** start Records **

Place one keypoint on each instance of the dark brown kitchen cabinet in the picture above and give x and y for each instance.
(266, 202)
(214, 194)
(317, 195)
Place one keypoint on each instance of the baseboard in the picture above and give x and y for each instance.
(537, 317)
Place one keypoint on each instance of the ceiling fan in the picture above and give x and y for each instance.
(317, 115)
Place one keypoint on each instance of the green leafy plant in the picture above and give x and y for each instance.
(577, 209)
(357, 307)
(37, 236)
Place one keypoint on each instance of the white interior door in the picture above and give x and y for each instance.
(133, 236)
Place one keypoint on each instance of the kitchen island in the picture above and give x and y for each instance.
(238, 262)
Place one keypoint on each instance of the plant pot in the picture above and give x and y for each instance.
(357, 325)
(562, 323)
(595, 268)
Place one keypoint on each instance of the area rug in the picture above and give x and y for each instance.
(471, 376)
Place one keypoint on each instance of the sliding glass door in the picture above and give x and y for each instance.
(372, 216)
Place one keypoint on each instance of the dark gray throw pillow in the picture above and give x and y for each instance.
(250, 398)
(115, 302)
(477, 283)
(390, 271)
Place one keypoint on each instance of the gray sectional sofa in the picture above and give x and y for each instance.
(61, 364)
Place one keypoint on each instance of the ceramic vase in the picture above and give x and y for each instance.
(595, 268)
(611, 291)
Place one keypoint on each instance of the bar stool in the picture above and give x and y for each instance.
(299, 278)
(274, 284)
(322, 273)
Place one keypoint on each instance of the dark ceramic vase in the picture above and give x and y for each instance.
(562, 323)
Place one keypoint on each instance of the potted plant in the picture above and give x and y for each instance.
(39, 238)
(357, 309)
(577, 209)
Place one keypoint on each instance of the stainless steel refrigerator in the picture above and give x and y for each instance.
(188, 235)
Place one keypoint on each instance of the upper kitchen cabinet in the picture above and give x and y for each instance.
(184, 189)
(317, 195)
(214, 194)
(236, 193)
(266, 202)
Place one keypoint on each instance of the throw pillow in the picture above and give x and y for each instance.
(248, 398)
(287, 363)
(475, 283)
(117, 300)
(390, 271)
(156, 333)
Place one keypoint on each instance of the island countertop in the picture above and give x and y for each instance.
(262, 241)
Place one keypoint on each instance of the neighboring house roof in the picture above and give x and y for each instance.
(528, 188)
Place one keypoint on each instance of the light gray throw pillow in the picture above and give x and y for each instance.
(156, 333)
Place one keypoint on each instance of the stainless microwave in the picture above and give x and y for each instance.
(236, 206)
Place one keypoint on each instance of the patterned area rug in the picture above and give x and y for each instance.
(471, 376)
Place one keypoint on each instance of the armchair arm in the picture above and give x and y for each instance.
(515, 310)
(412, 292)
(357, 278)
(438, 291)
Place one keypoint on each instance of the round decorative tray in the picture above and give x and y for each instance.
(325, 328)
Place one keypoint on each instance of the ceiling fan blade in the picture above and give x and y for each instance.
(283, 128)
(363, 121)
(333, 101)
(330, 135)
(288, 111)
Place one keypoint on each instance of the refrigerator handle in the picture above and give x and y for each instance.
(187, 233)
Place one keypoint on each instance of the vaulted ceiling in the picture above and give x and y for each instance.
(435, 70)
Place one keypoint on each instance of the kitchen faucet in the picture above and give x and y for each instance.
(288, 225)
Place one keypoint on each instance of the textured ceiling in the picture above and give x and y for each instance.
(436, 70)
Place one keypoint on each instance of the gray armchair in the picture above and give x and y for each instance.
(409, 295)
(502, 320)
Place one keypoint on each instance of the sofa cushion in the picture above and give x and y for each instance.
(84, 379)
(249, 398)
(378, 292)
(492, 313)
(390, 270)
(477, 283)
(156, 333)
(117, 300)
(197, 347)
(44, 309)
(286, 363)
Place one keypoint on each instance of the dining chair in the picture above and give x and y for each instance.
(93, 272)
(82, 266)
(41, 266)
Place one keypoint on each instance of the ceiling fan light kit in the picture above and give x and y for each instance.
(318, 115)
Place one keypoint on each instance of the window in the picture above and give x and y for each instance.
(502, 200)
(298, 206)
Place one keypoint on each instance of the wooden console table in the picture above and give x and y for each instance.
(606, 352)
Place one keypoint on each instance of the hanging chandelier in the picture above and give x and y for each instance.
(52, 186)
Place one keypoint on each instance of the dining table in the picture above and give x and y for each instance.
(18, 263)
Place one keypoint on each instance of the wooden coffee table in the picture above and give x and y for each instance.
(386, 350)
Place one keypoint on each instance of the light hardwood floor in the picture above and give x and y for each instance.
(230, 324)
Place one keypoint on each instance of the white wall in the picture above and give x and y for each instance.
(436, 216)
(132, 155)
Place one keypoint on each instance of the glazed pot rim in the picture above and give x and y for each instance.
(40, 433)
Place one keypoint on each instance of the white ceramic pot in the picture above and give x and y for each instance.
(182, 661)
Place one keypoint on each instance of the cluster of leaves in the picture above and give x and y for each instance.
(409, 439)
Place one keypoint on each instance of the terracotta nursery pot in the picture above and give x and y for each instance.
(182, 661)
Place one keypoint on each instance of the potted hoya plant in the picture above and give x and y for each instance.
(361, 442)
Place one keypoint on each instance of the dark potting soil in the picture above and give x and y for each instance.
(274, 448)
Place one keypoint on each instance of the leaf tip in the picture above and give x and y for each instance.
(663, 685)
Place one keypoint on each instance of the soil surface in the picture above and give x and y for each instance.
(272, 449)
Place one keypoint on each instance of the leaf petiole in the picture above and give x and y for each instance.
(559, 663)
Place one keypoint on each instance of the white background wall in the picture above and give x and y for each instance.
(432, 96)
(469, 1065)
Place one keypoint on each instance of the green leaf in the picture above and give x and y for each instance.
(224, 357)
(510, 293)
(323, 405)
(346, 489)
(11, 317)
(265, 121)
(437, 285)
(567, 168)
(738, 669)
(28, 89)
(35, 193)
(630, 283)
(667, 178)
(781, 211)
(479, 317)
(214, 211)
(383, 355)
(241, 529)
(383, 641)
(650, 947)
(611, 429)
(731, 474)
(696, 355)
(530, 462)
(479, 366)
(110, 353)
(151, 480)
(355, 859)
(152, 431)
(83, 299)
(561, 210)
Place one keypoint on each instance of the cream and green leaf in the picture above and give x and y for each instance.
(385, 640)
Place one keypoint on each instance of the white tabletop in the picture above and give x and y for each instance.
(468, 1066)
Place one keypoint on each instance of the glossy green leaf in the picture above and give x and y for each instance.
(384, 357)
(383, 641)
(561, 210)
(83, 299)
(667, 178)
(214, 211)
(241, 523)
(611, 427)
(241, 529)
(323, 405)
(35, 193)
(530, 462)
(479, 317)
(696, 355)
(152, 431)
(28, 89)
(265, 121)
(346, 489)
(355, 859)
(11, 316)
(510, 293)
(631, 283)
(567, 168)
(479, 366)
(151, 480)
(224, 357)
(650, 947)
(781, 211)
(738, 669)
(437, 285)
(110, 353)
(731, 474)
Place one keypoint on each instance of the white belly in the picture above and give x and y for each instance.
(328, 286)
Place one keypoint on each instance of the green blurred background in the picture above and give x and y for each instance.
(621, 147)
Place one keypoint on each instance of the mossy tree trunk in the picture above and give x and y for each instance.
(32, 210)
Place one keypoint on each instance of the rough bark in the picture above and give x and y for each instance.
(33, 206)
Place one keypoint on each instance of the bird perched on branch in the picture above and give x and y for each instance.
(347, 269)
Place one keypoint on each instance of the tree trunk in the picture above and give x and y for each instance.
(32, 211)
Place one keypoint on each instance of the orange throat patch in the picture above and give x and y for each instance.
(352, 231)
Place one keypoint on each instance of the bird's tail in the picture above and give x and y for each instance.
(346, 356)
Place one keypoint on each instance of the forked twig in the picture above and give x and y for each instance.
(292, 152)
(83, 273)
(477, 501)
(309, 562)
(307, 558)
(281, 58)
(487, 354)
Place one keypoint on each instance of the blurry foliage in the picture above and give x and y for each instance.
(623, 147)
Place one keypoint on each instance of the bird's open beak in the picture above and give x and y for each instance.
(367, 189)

** end Records **

# Objective:
Print, with no changes, everything in the records above from the line containing "Place one keypoint on each instance of the white background" down to the line containing "(469, 1065)", including both of those lines.

# Task solution:
Place one keypoint on each instance of the white background wall in the picture above and give x and y for each instance.
(432, 96)
(469, 1065)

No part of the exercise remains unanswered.